Thanks a lot @maxgrev - I will look into this asap!

danielsaidi commented 1 year ago

Hi @maxgrev

I'm having problems reproducing this issue. See below.

I have a test app in the main repo, that reads the full document context and displays is in the keyboard extension. The result is like this, where you can see the keyboard type change from uppercased to lowercased as the cursor reads the text:

https://user-images.githubusercontent.com/429927/210218996-72009726-c957-4988-975a-10fa70ca2aa9.mov

This also works with a really long text, as you can see in this screen recording:

https://user-images.githubusercontent.com/429927/210219238-1a8f9e19-68cf-4ba1-9320-5a5f1ed14834.mov

I also added the pasteboard integration, which also works:

https://user-images.githubusercontent.com/429927/210219811-6659b5ae-e77a-4b82-bde4-fdc3e35a4d2b.mov

I was first thinking, that since my test app uses a non-binary build of KeyboardKit Pro, perhaps something happens to this feature when using it from a binary build, but I've updated the test app to use the latest version of KeyboardKit Pro and it still works.

I have pushed the test project changes to master. You find it under the "testing" folder. Could you try it from your machine?

Stored rows -
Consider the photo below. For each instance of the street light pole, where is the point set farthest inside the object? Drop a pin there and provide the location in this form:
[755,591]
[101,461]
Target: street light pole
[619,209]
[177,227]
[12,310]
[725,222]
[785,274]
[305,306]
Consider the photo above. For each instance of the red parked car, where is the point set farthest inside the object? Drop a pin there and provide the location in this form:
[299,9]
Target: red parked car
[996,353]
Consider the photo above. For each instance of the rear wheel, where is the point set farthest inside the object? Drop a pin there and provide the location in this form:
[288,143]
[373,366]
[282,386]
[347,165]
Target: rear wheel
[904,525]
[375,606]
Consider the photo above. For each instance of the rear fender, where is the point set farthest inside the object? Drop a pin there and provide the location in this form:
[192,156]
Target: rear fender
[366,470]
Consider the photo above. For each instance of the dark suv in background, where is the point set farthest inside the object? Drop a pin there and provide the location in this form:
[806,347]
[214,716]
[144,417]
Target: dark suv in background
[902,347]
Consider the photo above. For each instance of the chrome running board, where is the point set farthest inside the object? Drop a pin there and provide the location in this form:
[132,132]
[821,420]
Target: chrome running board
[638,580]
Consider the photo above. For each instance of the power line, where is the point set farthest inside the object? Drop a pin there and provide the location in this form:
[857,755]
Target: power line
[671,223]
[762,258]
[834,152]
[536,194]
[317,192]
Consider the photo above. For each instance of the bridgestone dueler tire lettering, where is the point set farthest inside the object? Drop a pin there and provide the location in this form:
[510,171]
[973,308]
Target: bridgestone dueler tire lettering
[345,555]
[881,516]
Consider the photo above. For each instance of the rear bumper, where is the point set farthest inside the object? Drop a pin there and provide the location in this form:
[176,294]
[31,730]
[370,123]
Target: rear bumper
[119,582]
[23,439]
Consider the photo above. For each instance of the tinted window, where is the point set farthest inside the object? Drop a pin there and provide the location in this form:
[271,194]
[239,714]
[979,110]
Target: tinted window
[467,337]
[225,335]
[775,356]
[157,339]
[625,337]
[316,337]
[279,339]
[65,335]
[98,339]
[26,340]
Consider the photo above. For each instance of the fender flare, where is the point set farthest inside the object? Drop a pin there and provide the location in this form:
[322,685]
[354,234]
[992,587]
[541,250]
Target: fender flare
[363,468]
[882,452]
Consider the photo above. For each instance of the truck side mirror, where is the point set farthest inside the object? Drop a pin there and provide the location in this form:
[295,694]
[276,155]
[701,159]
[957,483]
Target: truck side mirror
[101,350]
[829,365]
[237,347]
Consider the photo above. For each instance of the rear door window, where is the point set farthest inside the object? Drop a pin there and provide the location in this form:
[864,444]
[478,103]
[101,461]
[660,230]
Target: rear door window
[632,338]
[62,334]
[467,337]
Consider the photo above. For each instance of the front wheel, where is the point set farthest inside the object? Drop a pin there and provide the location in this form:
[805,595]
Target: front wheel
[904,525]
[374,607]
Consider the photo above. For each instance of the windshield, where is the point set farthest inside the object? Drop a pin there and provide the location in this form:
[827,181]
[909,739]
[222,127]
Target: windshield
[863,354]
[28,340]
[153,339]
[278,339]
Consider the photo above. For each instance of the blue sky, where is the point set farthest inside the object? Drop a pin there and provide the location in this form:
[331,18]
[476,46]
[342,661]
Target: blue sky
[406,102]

Problem - In two sentences, summarize the comment about reproducing the issue.

Output below - The commenter could not reproduce the issue: a test app that reads the full document context in the keyboard extension works, even with a really long text and with the added pasteboard integration, and it still works after being updated to the latest version of KeyboardKit Pro. The test project changes have been pushed to master under the "testing" folder, and maxgrev is asked to try it from another machine.